Extracted text:
- Opening Delimiter -

Biographical material includes student notebooks from Finsbury Technical College, diaries dating from 1912 to 1926, and, of especial interest, several drafts of an unpublished biography of Silberrad by his sister Dora and of a revised version by the Hon. Hugh Fletcher Moulton. Included in the book are quotes from memoirs written by Silberrad, some of which shed light on his work at the Research Department, Woolwich, and his relations with the War Office. Correspondence with prominent scientists, 1918-1921, relates to his unsuccessful Royal Society candidature.
Documentation of Silberrad's research and consultancy work is extensive and covers the period 1898 to 1959. It provides significant documentation of much of Silberrad's wide-ranging consultancy work for industry and the government, his patenting of discoveries and business interests. Little material, however, survives from his years at the Research Department, Woolwich. Large groups of correspondence and papers relate to his research on the erosion of ship's propellers and his innovative work on explosives during the period 1911 to 1918 which included the development of ammonium perchlorate dynamites, the 'Hotchkiss-Silberrad Fuse' and a 'flashless' artillery powder. Among the correspondents during the years 1915 to 1918 are the Director-General of Explosives Supply, the War Office and other government departments. Silberrad's involvement in Ergite Ltd is well documented among the papers relating to dynamites. Other topics covered in this section include the manufacture of dyestuffs and cellulose acetate and research on an erosion-resisting gunsteel. There is a series of forty notebooks, 1904-ca 1951, containing details of various experimental work with analysis. A few earlier lecture notebooks date from his years as a student at the University of Würzburg. Other papers document legal cases arising from a few of Silberrad's consulting positions and some in which he appeared as an expert witness. There are also more than one hundred photographic prints, the greater part showing experiments with the 'flashless' artillery powder he developed between 1915 and 1917. Others show laboratories and buildings at Woolwich, 1901-1906, Silberrad's own laboratories and the results obtained by blasting with his new dynamites.

- Closing Delimiter -

Dataset records:
- Opening Delimiter -

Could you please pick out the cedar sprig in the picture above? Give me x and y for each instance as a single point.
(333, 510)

- Closing Delimiter -
- Opening Delimiter -

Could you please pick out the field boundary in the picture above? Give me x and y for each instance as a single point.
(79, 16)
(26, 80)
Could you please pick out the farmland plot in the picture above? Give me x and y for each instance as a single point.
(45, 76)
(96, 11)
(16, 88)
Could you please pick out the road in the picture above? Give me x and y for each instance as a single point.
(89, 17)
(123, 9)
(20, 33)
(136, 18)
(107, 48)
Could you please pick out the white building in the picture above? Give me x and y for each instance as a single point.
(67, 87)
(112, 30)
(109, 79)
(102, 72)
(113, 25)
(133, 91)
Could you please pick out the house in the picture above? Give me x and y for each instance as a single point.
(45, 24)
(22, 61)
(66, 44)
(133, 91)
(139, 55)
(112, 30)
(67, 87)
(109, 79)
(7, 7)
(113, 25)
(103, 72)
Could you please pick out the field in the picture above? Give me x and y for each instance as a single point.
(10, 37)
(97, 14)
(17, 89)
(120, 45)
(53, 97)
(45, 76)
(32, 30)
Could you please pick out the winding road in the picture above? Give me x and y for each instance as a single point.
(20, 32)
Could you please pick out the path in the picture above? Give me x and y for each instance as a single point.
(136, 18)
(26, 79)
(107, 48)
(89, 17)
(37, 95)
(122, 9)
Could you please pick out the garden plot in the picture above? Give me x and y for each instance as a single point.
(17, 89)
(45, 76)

- Closing Delimiter -

Tasks:
a) Decide whether each statement below agrees with the description of the Silberrad papers. Answer yes or no for each, quoting the words of the description that decide it. (i) Little material survives from Silberrad's years at the Research Department, Woolwich. (ii) The series of forty notebooks covers the years 1898 to 1959. (iii) Silberrad's Royal Society candidature was successful.
b) Extract the passage of the description of the Silberrad papers starting with "Biographical material includes" and going on through "Royal Society candidature.".
c) Extend the description of the Silberrad papers past its last sentence.

Task results:
a)
(i) Yes: "Little material, however, survives from his years at the Research Department, Woolwich."
(ii) No: "There is a series of forty notebooks, 1904-ca 1951"
(iii) No: "relates to his unsuccessful Royal Society candidature"

b)
Biographical material includes student notebooks from Finsbury Technical College, diaries dating from 1912 to 1926, and, of especial interest, several drafts of an unpublished biography of Silberrad by his sister Dora and of a revised version by the Hon. Hugh Fletcher Moulton. Included in the book are quotes from memoirs written by Silberrad, some of which shed light on his work at the Research Department, Woolwich, and his relations with the War Office. Correspondence with prominent scientists, 1918-1921, relates to his unsuccessful Royal Society candidature.

c)
Publications and lectures material is slight, though there are sets of original patents obtained by Silberrad in Great Britain and overseas covering the period 1910 to 1942. There is a significant record of both Silberrad's private financial affairs and the business of the Silberrad Research Laboratories in the form of income tax papers, account books and receipts, dating from 1905 to the years immediately before his death in 1960. There is extensive correspondence, which illustrates the diversity of Silberrad's research, consulting and business interests, and covers the period 1905-1951. The correspondents are chiefly scientists, including Sir Phillip Watts, Sir William Crookes, Cecil Desch and Sir Andrew Noble, family members, principally his brothers Charles and Harold, companies for which he worked, patent agents, solicitors and suppliers.